REQUIRED TASK: Please output every line of the entries below as a numbered list, skipping any blank lines.

Excerpts from a dataset on pointing at objects
■ ■ ■ ■ ■
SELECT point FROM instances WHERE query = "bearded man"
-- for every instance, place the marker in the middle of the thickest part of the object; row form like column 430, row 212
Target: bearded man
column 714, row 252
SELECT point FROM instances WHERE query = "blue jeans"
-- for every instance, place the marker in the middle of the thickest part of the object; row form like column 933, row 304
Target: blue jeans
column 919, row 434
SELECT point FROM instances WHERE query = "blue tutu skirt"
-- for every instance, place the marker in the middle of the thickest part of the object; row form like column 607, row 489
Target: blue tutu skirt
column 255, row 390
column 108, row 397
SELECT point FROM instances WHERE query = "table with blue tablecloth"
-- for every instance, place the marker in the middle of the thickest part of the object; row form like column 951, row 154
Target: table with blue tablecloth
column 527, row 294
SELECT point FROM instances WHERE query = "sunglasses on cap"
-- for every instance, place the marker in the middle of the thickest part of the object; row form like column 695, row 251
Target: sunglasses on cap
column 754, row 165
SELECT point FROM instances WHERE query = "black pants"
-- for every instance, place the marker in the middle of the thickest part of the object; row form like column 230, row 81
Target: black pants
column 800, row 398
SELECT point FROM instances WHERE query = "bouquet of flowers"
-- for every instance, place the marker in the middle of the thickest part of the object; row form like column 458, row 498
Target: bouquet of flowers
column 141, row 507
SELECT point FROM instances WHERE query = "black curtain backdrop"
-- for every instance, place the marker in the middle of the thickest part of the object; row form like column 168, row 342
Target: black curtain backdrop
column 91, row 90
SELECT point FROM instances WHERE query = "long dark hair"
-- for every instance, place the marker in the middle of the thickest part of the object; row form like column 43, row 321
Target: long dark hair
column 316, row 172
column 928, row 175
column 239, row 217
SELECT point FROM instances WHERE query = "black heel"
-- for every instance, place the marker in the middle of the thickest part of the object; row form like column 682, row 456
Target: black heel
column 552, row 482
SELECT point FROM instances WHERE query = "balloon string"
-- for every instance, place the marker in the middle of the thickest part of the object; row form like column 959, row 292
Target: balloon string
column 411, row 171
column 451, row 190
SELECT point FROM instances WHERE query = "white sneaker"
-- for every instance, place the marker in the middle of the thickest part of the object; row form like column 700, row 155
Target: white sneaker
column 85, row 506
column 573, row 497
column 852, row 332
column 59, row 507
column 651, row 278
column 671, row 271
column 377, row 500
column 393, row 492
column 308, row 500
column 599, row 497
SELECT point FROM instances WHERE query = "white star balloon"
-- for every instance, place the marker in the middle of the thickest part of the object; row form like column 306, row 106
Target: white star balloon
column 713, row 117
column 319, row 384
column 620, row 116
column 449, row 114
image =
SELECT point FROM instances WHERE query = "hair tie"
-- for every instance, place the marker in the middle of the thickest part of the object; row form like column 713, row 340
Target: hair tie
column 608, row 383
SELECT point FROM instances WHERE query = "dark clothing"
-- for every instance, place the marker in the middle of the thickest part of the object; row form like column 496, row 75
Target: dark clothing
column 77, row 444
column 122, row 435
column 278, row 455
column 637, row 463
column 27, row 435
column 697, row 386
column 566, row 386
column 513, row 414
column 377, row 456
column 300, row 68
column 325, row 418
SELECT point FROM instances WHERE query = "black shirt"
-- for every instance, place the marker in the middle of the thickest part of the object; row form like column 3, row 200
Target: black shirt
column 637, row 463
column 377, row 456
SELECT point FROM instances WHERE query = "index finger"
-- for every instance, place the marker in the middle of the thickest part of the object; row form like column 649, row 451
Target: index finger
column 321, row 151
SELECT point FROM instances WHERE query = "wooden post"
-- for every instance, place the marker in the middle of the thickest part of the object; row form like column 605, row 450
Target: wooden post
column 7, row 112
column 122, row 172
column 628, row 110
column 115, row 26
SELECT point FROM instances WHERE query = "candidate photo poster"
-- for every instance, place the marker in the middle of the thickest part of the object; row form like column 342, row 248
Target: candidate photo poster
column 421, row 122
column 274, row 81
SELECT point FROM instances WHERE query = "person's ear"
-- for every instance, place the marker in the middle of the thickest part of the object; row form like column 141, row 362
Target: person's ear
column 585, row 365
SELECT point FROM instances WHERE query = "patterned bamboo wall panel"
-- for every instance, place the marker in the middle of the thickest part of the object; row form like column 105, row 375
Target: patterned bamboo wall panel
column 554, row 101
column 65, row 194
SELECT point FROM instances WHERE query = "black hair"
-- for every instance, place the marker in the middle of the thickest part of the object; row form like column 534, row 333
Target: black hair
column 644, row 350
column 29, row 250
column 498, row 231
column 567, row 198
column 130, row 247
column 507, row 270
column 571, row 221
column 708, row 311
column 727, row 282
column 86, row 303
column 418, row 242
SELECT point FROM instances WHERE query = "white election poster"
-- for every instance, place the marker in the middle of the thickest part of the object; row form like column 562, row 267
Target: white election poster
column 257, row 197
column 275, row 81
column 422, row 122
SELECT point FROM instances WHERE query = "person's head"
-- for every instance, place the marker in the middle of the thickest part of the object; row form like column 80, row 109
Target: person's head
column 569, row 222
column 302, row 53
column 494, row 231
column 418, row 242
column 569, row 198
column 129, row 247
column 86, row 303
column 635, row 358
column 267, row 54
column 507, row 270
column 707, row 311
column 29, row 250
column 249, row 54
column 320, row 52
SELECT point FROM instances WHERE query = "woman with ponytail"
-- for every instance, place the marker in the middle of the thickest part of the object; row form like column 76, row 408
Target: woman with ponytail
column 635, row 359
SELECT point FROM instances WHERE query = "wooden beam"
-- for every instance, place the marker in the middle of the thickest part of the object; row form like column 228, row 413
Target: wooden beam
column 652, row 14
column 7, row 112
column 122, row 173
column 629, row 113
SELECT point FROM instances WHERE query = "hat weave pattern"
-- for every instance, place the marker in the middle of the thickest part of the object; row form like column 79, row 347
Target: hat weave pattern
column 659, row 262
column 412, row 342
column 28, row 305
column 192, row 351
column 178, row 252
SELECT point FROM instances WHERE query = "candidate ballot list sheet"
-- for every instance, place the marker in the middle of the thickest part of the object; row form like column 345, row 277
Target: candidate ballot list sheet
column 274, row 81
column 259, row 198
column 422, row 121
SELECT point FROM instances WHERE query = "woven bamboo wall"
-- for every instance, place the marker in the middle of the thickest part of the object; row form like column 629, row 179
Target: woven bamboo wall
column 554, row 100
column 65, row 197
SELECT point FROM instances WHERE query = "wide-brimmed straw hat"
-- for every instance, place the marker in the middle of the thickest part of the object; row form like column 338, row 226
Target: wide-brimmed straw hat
■ ■ ■ ■ ■
ANSWER BELOW:
1. SELECT point FROM instances WHERE query = "bearded man"
2. -- for every instance, place the marker in the middle of the thickest part of the object; row form like column 430, row 212
3. Target: bearded man
4. column 714, row 252
5. SELECT point FROM instances WHERE query = "blue jeans"
6. -- for every instance, place the marker in the middle of the thickest part of the object; row form like column 933, row 304
7. Target: blue jeans
8. column 919, row 434
9. SELECT point FROM instances WHERE query = "blue tutu skirt"
10. -- for every instance, place the marker in the middle of the thickest part of the object; row form like column 607, row 489
11. Target: blue tutu skirt
12. column 255, row 390
13. column 108, row 397
14. SELECT point FROM instances WHERE query = "table with blue tablecloth"
15. -- for every instance, place the marker in the middle of the thickest part of the object; row form like column 951, row 154
16. Target: table with blue tablecloth
17. column 527, row 294
18. SELECT point FROM instances WHERE query = "sunglasses on cap"
19. -- for every instance, place the marker in the middle of the thickest part of the object; row form like column 695, row 251
20. Target: sunglasses on cap
21. column 754, row 165
22. SELECT point FROM instances WHERE query = "black pants"
23. -- for every instance, place the marker in the middle of the thickest part of the object; row form like column 230, row 81
24. Target: black pants
25. column 800, row 398
26. SELECT point FROM instances WHERE query = "bouquet of flowers"
27. -- for every instance, place the marker in the middle of the thickest part of the object; row form like column 458, row 498
28. Target: bouquet of flowers
29. column 141, row 507
30. SELECT point FROM instances WHERE query = "black curtain backdrop"
31. -- for every instance, place the marker in the middle of the thickest part of the object; row form like column 168, row 342
32. Target: black curtain backdrop
33. column 91, row 90
34. SELECT point FROM instances WHERE query = "long dark hair"
35. -- for every instance, place the marker in the middle of the thickest part of the object; row form like column 43, row 321
36. Target: long dark hair
37. column 316, row 172
38. column 928, row 175
39. column 239, row 217
40. SELECT point FROM instances WHERE query = "black heel"
41. -- for every instance, place the marker in the middle of the thickest part of the object; row form like column 682, row 456
42. Target: black heel
43. column 552, row 482
44. SELECT point FROM instances WHERE query = "balloon string"
45. -- for every instance, place the marker in the middle of the thickest part of the object; row form like column 959, row 292
46. Target: balloon string
47. column 411, row 171
48. column 451, row 190
49. SELECT point FROM instances WHERE query = "white sneaker"
50. -- for every instance, place the marker in the middle of the thickest part of the object; row form like column 700, row 155
51. Target: white sneaker
52. column 85, row 506
53. column 573, row 497
54. column 852, row 332
55. column 59, row 507
56. column 651, row 278
57. column 671, row 271
58. column 377, row 500
59. column 393, row 492
60. column 308, row 500
61. column 599, row 497
62. SELECT point FROM instances WHERE query = "white star balloon"
63. -- for every instance, place the marker in the middle of the thickest part of the object; row form like column 306, row 106
64. Target: white star balloon
65. column 713, row 117
66. column 319, row 384
67. column 620, row 116
68. column 449, row 114
69. image =
70. SELECT point FROM instances WHERE query = "hair tie"
71. -- for every instance, place the marker in the middle of the thickest part of the object; row form like column 713, row 340
72. Target: hair tie
73. column 608, row 383
74. SELECT point FROM instances WHERE query = "dark clothing"
75. -- for every instance, place the marker in the middle of the thickest part of the object; row form like column 496, row 75
76. Target: dark clothing
77. column 77, row 444
78. column 122, row 435
79. column 278, row 455
80. column 637, row 463
81. column 27, row 435
82. column 697, row 386
83. column 566, row 386
84. column 513, row 414
85. column 377, row 456
86. column 300, row 68
87. column 325, row 418
88. SELECT point FROM instances WHERE query = "black shirt"
89. -- for every instance, place the marker in the middle of the thickest part of the object; row form like column 3, row 200
90. Target: black shirt
91. column 637, row 463
92. column 377, row 456
93. SELECT point FROM instances WHERE query = "index finger"
94. -- for every instance, place the marker in the middle of the thickest part of the object; row form like column 649, row 451
95. Target: index finger
96. column 321, row 151
97. SELECT point FROM instances WHERE query = "wooden post"
98. -- for every instance, place the marker in the middle of the thickest part of the object; row form like column 605, row 450
99. Target: wooden post
100. column 7, row 112
101. column 122, row 172
102. column 628, row 110
103. column 115, row 26
104. SELECT point FROM instances WHERE query = "candidate photo poster"
105. -- for every instance, place the marker in the middle of the thickest part of the object; row form like column 342, row 248
106. Target: candidate photo poster
107. column 421, row 122
108. column 274, row 81
109. SELECT point FROM instances WHERE query = "person's ear"
110. -- for every instance, place the marker in the middle of the thickest part of the object; row form like column 141, row 362
111. Target: person's ear
112. column 585, row 365
113. SELECT point FROM instances WHERE query = "patterned bamboo wall panel"
114. -- for every instance, place the marker in the middle of the thickest part of the object; row form like column 105, row 375
115. Target: patterned bamboo wall panel
116. column 554, row 101
117. column 65, row 194
118. SELECT point FROM instances WHERE query = "black hair"
119. -- for every instance, place the marker in the middle of the thickest part of the object; row form like column 534, row 333
120. Target: black hair
121. column 644, row 350
122. column 29, row 250
123. column 498, row 231
124. column 567, row 198
125. column 130, row 247
126. column 507, row 270
127. column 571, row 221
128. column 708, row 311
129. column 727, row 282
130. column 86, row 303
131. column 418, row 242
132. SELECT point FROM instances WHERE query = "white election poster"
133. -- for every instance, place the marker in the middle of the thickest part of the object; row form like column 562, row 267
134. Target: white election poster
135. column 257, row 197
136. column 275, row 81
137. column 422, row 122
138. SELECT point FROM instances WHERE query = "person's head"
139. -- for every instance, place the marker in the middle of the thickest part of the object; row form like column 80, row 109
140. Target: person's head
141. column 569, row 222
142. column 302, row 53
143. column 494, row 231
144. column 418, row 242
145. column 569, row 198
146. column 129, row 247
147. column 86, row 303
148. column 635, row 358
149. column 267, row 54
150. column 507, row 270
151. column 707, row 311
152. column 29, row 250
153. column 249, row 54
154. column 320, row 52
155. SELECT point FROM instances WHERE query = "woman with ponytail"
156. -- for every instance, place the marker in the middle of the thickest part of the object; row form like column 76, row 408
157. Target: woman with ponytail
158. column 635, row 359
159. SELECT point FROM instances WHERE query = "wooden beam"
160. -- for every instance, place the marker in the middle of the thickest part of the object; row form like column 228, row 413
161. Target: wooden beam
162. column 652, row 14
163. column 7, row 112
164. column 122, row 173
165. column 629, row 113
166. SELECT point FROM instances WHERE query = "hat weave pattern"
167. -- for every instance, place the marker in the middle of the thickest part of the object; row form like column 79, row 347
168. Target: hat weave pattern
169. column 659, row 262
170. column 412, row 342
171. column 28, row 305
172. column 192, row 351
173. column 178, row 252
174. SELECT point FROM instances WHERE query = "candidate ballot list sheet"
175. -- for every instance, place the marker in the middle of the thickest part of the object; row form like column 345, row 277
176. Target: candidate ballot list sheet
177. column 274, row 81
178. column 259, row 198
179. column 422, row 121
180. SELECT point FROM instances WHERE query = "woven bamboo wall"
181. -- for every instance, place the marker in the middle of the thickest part of the object; row form like column 629, row 179
182. Target: woven bamboo wall
183. column 554, row 100
184. column 65, row 197
185. SELECT point FROM instances WHERE query = "wide-brimmed straw hat"
186. -- for every instance, place the marker in the middle of the thickest part of the object; row form like column 338, row 226
187. Target: wide-brimmed straw hat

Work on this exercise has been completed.